Document extract =
....
Hey kid, you can’t learn this in school! (Best read in a film noir voice, circa 1946-ish) This adage is used by some, maybe too many, writers when they talk about learning to write. Like that Somerset Maugham quote about how no one knows the rules of writing… ipso facto insert your latin here… so nobody can teach it. Hogwash, balderdash, and horse feathers. Pardon the rough language.
I’ve taught many classes on design, illustration, and just plain old drawing. In my college illustration classes, I begin with the fundamentals of drawing: line, classical lighting, perspective, drawing the figure, etc. I had students in my class who already had a fine arts degree and came to my class to learn about illustration. At one class, I handed out a sheet about 2-point perspective. One of the students spoke up, saying that in four years of her university art degree no one had ever given her a hand out. I said, “well, they should of. There’s stuff to learn.”
In my last post, I talked about reading being my first teacher, and it was. But like studying great drawings or paintings, you don’t necessarily learn to draw by simple observation (or in the case of writing, reading great books.) This can be argued. I don’t care. Like I told that student, there’s stuff to learn.
I’ll cover craft books in another post, but here I want to talk about writing courses. Certainly, not all are created equal. I had a good start with a prof in a college class—interestingly, this was the same prof that taught the literature class that I mentioned last time. Hey, small college. I took his creative fiction course and dove into the first assignment… poetry. Ugh. I sucked, and I knew I would. But what I carried with me from that early instruction was to be specific and particular (wait, are those the same thing?) When choosing something to write about, he told us, don’t use the abstract to describe things—big concepts like happiness, loneliness, fear, or even death, contain nothing tangible that the reader can grab onto or experience. I still think about this when I write now. It’s a version of Chekov’s, “Don’t tell me the moon is shining; show me the glint of light on broken glass.” BTW, this quote (which is questionable if Chekov ever said it) has been used to defend the overused and misunderstood adage “Show don’t tell.” I did a bit of digging and saw this quote was a paraphrase he wrote in a letter to his brother.
“In descriptions of Nature one must seize on small details, grouping them so that when the reader closes his eyes he gets a picture. For instance, you’ll have a moonlit night if you write that on the mill dam a piece of glass from a broken bottle glittered like a bright little star, and that the black shadow of a dog or a wolf rolled past like a ball.”
For me, this better explains what I’m getting at.. seizing on the small, specific details.
Fast forward a number of years, and two decades of being an illustrator, and I began to really want to learn how to write. What rules were the equivalent of 2-point perspective for the writer? I can’t recall the year, but a number of respected online schools and courses had begun to emerge. I landed on a school called The Gotham Writer’s Workshop. I decided to try them out for a few different reasons:
I’d seen a book they put out on writing craft, so they seemed legit.
....
[Entries for labeling object positions]
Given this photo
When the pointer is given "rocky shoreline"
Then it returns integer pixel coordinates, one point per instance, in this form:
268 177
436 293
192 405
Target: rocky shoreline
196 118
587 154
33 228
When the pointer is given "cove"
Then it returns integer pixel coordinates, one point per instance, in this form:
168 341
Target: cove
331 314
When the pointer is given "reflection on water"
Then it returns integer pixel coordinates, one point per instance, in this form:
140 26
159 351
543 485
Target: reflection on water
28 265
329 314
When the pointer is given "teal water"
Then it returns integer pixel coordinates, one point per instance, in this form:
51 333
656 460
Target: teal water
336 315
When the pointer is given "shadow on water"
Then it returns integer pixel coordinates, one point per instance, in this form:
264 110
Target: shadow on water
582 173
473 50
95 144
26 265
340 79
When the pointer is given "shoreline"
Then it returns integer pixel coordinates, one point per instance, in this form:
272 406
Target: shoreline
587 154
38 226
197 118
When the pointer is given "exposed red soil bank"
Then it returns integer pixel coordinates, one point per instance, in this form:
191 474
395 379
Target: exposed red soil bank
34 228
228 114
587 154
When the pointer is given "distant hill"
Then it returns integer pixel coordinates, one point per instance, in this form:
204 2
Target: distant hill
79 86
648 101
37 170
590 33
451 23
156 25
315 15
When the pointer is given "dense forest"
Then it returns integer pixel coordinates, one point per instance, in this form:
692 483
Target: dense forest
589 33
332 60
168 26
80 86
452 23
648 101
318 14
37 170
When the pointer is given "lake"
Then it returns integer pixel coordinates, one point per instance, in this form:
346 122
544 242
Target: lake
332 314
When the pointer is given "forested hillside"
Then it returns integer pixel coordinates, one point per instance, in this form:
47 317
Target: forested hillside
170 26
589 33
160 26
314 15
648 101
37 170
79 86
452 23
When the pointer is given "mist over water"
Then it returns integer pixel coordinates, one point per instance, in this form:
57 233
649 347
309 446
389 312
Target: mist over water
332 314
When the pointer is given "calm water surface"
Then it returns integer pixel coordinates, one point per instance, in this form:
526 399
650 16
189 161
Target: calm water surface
....
What is needed = Carry on the blog post about learning to write, picking up after its last line.

Exercise response =
They were out of New York– the centre of publishing, and home to approximately 5 million writers.
Their name was GOTHAM! I mean, how cool was that?
I enrolled in an intro class, maybe 12 weeks long, which consisted of written lectures and assignments. Each of the lectures focused on a different craft subject. At this point, I had been fumbling along, re-writing my first novel numerous times, without really knowing what I was doing. I’m not sure why none of my high school English teachers talked about this stuff, or not even the college guy I liked—but when I first read a lecture on Point of View (POV), and then one on Dialogue, and then Scene versus Summary… well, MY MIND WAS BLOWN! Why didn’t I know this stuff? Why had no one ever given me a handout on this?!!!
I know writers read this substack, so maybe I was more unschooled than most. But I drank this craft water up like I’d just crossed the Sahara and found the sweetest oasis with an extra camel for everyone. The Gotham exercises had us put this new learning into practice, which we posted online for both the other students and the instructor to comment on. On that note, I will say that this was my first writer’s group, and I learned right away that not everyone is good at analyzing. The instructor’s feedback was extremely valuable, so much that I hesitate now to take courses that only offer other student feedback.
Some of the exercises I recall were particularly good. Write a story in first person, and then write the exact same story in third-person (limited). Observe the differences. Or write a story using the past tense, then write the same story using present tense. Observe. A big one for me was learning the difference between scene and summary. We wrote a short exercise using only scene, without drifting into any narrative summary at all. Try it… it’s damn hard. I was amazed at the energy shift that happened within the stories when the POV lens changed, or when all traces of summary were gone.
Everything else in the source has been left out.